#### Excerpted text ####

Jan Smit was born on 8 April 1948 in the Hague. Smit graduated from the University of Amsterdam in 1974 with a master's degree in geology. In 1981 he obtained his PhD (cum laude) at the same university.

Smit's main area of research is on the Cretaceous–Paleogene extinction event, which ended the Cretaceous period and killed all non-avian dinosaurs. He was an early researcher into the now-accepted belief that an asteroid impact was responsible for their extinction; his dissertation, titled "A Catastrophic Event at the Cretaceous–Tertiary Boundary", was related to Luis and Walter Alvarez's recently published theory on the extinction event. The explanation is known as the Alvarez hypothesis, but was proposed independently by Smit, despite his later publication.

Luis Alvarez described Smit as "a KT [Cretaceous–Tertiary] expert [who] has studied more KT sites around the world than anyone else". In 2019 The New Yorker labelled Smit as a "world authority" on the impact and extinction event.

#### Material shown ####

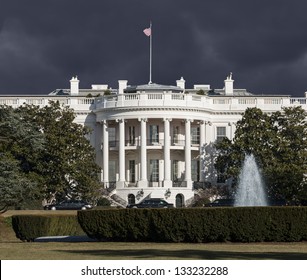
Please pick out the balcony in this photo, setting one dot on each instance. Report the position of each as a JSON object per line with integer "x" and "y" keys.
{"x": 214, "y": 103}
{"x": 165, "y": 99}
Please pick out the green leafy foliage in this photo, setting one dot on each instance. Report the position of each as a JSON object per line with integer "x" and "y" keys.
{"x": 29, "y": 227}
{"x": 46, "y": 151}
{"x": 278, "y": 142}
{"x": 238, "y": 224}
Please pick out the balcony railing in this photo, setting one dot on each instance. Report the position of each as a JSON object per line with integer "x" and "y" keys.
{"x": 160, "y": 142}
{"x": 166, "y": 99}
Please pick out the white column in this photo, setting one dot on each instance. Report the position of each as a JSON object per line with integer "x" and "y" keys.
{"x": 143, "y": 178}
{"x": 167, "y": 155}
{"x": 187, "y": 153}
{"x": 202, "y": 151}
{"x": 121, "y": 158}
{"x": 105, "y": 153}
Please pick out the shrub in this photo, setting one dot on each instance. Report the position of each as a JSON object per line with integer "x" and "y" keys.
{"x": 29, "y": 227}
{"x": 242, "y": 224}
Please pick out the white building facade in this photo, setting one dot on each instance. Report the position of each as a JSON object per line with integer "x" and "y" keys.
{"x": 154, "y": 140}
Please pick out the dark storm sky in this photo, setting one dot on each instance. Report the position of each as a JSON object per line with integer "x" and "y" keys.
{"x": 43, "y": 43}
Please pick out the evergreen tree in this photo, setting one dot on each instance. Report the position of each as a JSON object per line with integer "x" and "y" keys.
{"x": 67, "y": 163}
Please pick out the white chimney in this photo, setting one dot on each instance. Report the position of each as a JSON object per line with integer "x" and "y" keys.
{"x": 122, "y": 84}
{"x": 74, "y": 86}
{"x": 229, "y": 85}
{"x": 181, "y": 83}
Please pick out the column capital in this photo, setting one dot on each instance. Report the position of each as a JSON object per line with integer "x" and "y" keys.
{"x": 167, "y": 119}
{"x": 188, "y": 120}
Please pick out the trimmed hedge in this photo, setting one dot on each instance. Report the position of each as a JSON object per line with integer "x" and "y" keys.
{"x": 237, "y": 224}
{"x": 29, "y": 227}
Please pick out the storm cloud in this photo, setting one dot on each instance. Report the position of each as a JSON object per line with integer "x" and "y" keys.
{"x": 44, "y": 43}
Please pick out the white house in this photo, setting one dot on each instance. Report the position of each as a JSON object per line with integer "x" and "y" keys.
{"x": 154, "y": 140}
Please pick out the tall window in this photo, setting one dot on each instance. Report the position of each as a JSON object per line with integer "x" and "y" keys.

####
#### Material shown ####

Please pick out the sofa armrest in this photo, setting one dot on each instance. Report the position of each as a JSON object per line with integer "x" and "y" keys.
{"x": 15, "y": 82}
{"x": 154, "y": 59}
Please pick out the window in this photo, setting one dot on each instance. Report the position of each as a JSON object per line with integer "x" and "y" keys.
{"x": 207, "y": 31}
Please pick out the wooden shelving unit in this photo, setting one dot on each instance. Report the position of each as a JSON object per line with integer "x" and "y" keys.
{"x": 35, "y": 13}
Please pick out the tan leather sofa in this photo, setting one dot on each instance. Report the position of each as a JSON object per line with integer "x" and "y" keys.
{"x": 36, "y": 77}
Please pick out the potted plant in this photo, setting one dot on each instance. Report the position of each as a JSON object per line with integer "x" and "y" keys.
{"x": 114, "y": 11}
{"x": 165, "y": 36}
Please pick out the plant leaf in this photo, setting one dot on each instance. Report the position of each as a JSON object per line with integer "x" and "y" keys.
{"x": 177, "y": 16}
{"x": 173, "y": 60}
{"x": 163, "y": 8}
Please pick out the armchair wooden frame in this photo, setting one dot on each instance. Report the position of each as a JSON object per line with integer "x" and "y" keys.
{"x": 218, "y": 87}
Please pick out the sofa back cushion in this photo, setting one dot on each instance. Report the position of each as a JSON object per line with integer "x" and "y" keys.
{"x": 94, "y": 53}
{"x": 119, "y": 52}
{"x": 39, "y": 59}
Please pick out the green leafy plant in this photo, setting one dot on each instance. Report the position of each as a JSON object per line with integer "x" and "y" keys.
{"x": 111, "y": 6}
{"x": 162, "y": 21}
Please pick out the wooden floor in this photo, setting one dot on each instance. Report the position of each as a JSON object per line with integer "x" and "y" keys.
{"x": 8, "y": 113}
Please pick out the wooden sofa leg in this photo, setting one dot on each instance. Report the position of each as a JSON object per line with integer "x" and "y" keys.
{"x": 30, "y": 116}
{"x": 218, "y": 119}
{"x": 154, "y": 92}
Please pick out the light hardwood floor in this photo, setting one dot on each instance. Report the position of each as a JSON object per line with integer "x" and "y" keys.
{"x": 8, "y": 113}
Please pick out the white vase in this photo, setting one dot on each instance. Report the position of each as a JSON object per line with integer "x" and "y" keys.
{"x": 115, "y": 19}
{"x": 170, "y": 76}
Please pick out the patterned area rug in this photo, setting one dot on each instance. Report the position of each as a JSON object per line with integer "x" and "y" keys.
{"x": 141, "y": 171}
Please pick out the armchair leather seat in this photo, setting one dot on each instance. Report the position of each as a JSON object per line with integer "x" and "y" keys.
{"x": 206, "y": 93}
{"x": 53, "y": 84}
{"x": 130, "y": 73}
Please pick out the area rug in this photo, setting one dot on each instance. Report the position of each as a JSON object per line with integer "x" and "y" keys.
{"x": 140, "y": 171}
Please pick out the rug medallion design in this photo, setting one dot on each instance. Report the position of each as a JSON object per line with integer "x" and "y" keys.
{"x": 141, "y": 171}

####

# [Instructions]
- A) Which years does the text on Jan Smit mention?
- B) Write what comes next in the text on Jan Smit, continuing past its last sentence.
The listing isn't needed for any of this.

# [Results for each task]
- A) 1948, 1974, 1981, 2019

- B)
== Personal life ==
Smit's daughter is Renske Smit, a researcher at the Astrophysics Research Institute at Liverpool John Moores University in Liverpool, England. She is one of only a handful of UK-based astronomers in the core survey teams of the James Webb Space Telescope. Smit's son-in-law is Robert Crain, a professor of theoretical astrophysics at the same university.

== Awards ==
In 2016, he was awarded the Van Waterschoot van der Gracht Medal.

A main-belt asteroid, 19140 Jansmit, is named after Smit.